**Passage fourni:**
————

Si la date du 19 novembre est marquée d’une pierre noire dans l’histoire politique du Mali avec le premier coup d’Etat qui a renversé le père de la Nation et premier président du Mali indépendant, Modibo Kéita, en 1968, celle du 10 novembre restera aussi à jamais un repère sombre de la vie politique du pays de Soundiata Kéita avec le décès, en 2010, d’Amadou Toumani Touré, quatrième président de la République du Mali, père, chantre et soldat de la démocratie malienne. En ce vendredi saint 10 novembre 2023, jour anniversaire de sa disparition, rendre un hommage à ATT est un devoir citoyen ; rappeler son vécu d’homme d’Etat est un acte républicain auquel nous sacrifions.
Mardi 10 novembre 2020, peu après la prière du Fajr (5 h 30-6 h), la nation malienne se réveillait avec la triste nouvelle du décès, à Istanbul, en Turquie, de son ancien président, Amadou Toumani Touré dit ATT, six jours après son 72e anniversaire de naissance. Terrible scénario pour un pays qui avait perdu, moins de deux mois plus tôt, le 15 septembre, cet autre ancien président, en la personne du général Moussa Traoré.
10 novembre 2023 : Journée du souvenir
La cérémonie a été marquée, entre autres, par la lecture de l’oraison funèbre, la présentation des condoléances du chef de l’Etat, Bah N’Daw, présentées par le Grand chancelier des ordres nationaux, le général Amadou Sagafourou Guèye, les défilés des troupes terrestres, le témoignage de la famille et des proches du défunt et la prière funéraire. Amadou Toumani Touré repose pour l’éternité au cimetière de Hamdallaye.
Les traits d’un homme d’Etat qui a marqué son temps
Après avoir passé 11 ans à la tête du Mali, soit 132 mois ou encore 528 semaines, en qualité de chef d’Etat (26 mars 1991-8 juin 1992), puis de président de la République du Mali (8 juin 2002-8 avril 2012), Amadou Toumani Touré fut ce grand homme d’Etat inoubliable et qui restera à jamais gravé dans la mémoire et le cœur de ses compatriotes. Les raisons ? La gestion imprimée au pouvoir, le modèle de gestion politique conçu et imposé, les actes posés qui ont impacté la vie des populations, les acquis de tous genres légués à la postérité. Autres atouts favorables : son sens du patriotisme, sa gestion concertée du pouvoir et sa gestion pacifique des conflits, mais aussi et surtout, la recherche perpétuelle de la paix par le dialogue, le compromis, les concessions et tous moyens pacifiques.
La transition démocratique malienne est indissociable de la vie d’ATT, mais l’enfant de Mopti fut aussi un vaillant soldat, un humaniste, un médiateur et un politique qui a fait ses preuves dans la gestion des affaires de l’Etat. Son premier contact avec le pouvoir suprême date du 26 mars 1991 avec la déposition du général Moussa Traoré, acte qui parachevait une révolution déclenchée par les associations du Mouvement démocratique. Désigné président du Comité de réconciliation nationale (CRN, 26 mars) et du Comité de transition pour le salut du peuple (CTSP, 29 mars), Amadou Toumani Touré conduit la Transition malienne jusqu’au 8 juin 1992.

————

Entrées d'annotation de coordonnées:
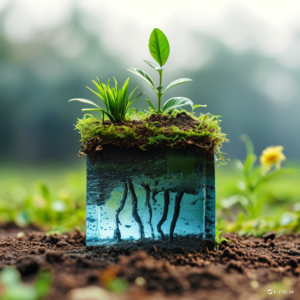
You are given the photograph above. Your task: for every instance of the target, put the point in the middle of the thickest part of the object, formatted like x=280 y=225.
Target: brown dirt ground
x=244 y=269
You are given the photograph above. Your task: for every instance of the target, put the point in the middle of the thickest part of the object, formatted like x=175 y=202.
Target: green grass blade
x=131 y=94
x=84 y=101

————

**Objectif énoncé 1:**
Traduisez en anglais cette phrase du passage fourni : « Amadou Toumani Touré repose pour l’éternité au cimetière de Hamdallaye. »
**Objectif énoncé 2:**
Dressez la liste de tous les moments de la cérémonie funèbre que cite le passage fourni.
**Objectif énoncé 3:**
Reproduisez à l’identique, s'il vous plaît, la partie du passage fourni qui s’ouvre sur les mots contenant « 10 novembre 2023 : Journée » et se ferme sur « cimetière de Hamdallaye. ».

**Réponse finale 1:**
Amadou Toumani Touré rests for eternity in the Hamdallaye cemetery.

**Réponse finale 2:**
- La lecture de l’oraison funèbre
- La présentation des condoléances du chef de l’Etat, Bah N’Daw, par le Grand chancelier des ordres nationaux, le général Amadou Sagafourou Guèye
- Les défilés des troupes terrestres
- Le témoignage de la famille et des proches du défunt
- La prière funéraire

**Réponse finale 3:**
10 novembre 2023 : Journée du souvenir
La cérémonie a été marquée, entre autres, par la lecture de l’oraison funèbre, la présentation des condoléances du chef de l’Etat, Bah N’Daw, présentées par le Grand chancelier des ordres nationaux, le général Amadou Sagafourou Guèye, les défilés des troupes terrestres, le témoignage de la famille et des proches du défunt et la prière funéraire. Amadou Toumani Touré repose pour l’éternité au cimetière de Hamdallaye.